Given instruction:
Locate the line containing "Target: person in yellow jacket" in the data below. Reproduce it and every following line up to the end, exactly as given.

(Excerpts of pointing data)

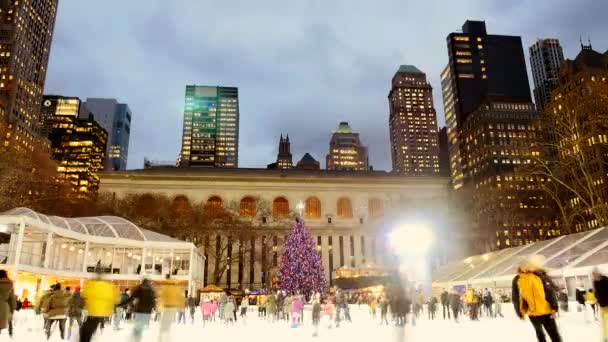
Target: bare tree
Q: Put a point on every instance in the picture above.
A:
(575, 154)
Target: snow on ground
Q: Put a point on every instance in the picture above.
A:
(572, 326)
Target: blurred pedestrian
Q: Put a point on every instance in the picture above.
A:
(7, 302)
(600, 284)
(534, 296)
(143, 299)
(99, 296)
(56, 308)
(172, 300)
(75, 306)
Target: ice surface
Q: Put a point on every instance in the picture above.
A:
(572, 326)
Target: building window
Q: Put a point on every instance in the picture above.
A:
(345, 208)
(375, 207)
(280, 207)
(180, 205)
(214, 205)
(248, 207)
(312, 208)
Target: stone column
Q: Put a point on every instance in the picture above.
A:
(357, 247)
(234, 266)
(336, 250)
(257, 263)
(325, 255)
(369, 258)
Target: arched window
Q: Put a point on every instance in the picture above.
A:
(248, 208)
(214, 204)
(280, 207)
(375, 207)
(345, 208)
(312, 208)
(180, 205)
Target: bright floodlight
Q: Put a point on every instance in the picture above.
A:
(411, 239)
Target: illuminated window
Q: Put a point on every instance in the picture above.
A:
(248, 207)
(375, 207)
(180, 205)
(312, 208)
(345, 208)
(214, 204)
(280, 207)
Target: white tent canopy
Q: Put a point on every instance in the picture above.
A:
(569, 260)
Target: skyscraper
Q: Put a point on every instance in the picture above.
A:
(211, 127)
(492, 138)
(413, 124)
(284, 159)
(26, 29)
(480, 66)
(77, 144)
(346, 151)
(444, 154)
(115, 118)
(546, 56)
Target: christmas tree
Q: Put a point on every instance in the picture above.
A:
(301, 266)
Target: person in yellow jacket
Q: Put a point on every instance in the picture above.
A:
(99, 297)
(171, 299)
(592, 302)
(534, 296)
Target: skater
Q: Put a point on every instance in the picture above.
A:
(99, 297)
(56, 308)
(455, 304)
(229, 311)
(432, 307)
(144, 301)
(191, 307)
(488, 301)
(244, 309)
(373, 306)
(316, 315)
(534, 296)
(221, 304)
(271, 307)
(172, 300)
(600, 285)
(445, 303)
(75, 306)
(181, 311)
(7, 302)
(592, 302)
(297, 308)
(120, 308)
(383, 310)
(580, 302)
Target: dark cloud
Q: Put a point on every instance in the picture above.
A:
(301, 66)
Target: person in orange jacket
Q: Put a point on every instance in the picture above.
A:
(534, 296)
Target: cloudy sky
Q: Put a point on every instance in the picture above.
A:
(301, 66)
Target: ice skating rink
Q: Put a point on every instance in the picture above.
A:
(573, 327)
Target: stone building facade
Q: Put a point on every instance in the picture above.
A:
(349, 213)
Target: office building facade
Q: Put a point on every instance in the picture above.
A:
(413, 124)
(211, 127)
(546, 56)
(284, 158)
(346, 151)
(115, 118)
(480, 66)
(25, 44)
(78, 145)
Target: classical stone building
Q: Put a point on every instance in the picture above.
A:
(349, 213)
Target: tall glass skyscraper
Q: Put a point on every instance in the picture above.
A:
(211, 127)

The result:
Target: person in yellow jacket
Q: Put a point on every instance in the picture above.
A:
(99, 297)
(171, 299)
(592, 302)
(534, 296)
Target: skater
Q: Put a point on every instance in the picture above.
A:
(99, 297)
(56, 308)
(455, 304)
(229, 311)
(432, 307)
(144, 301)
(191, 307)
(488, 301)
(244, 309)
(373, 306)
(316, 315)
(534, 296)
(221, 304)
(271, 307)
(172, 300)
(600, 285)
(445, 303)
(75, 306)
(181, 311)
(7, 302)
(592, 302)
(297, 308)
(120, 308)
(383, 310)
(580, 302)
Target: dark cloud
Q: Put a point on every instance in the picture above.
A:
(301, 66)
Target: person in orange jacket
Q: Put a point on every instance in the picture above.
A:
(534, 296)
Target: cloudy sky
Q: Put a point on every instance in the picture above.
A:
(301, 66)
Target: ice skating rink
Q: Put a point on every instance in the picture above.
A:
(573, 327)
Target: stone building facade
Q: Put a point on every instance in the picture above.
A:
(349, 213)
Target: office building facade
Q: Put a point on every instance in the picture above.
A:
(413, 124)
(211, 127)
(546, 56)
(284, 158)
(346, 151)
(115, 118)
(480, 66)
(25, 44)
(78, 145)
Target: classical stone building
Q: Put a point on every instance in the picture above.
A:
(349, 213)
Target: tall glass skyscraper
Q: Put a point on every instance in the picture above.
A:
(211, 127)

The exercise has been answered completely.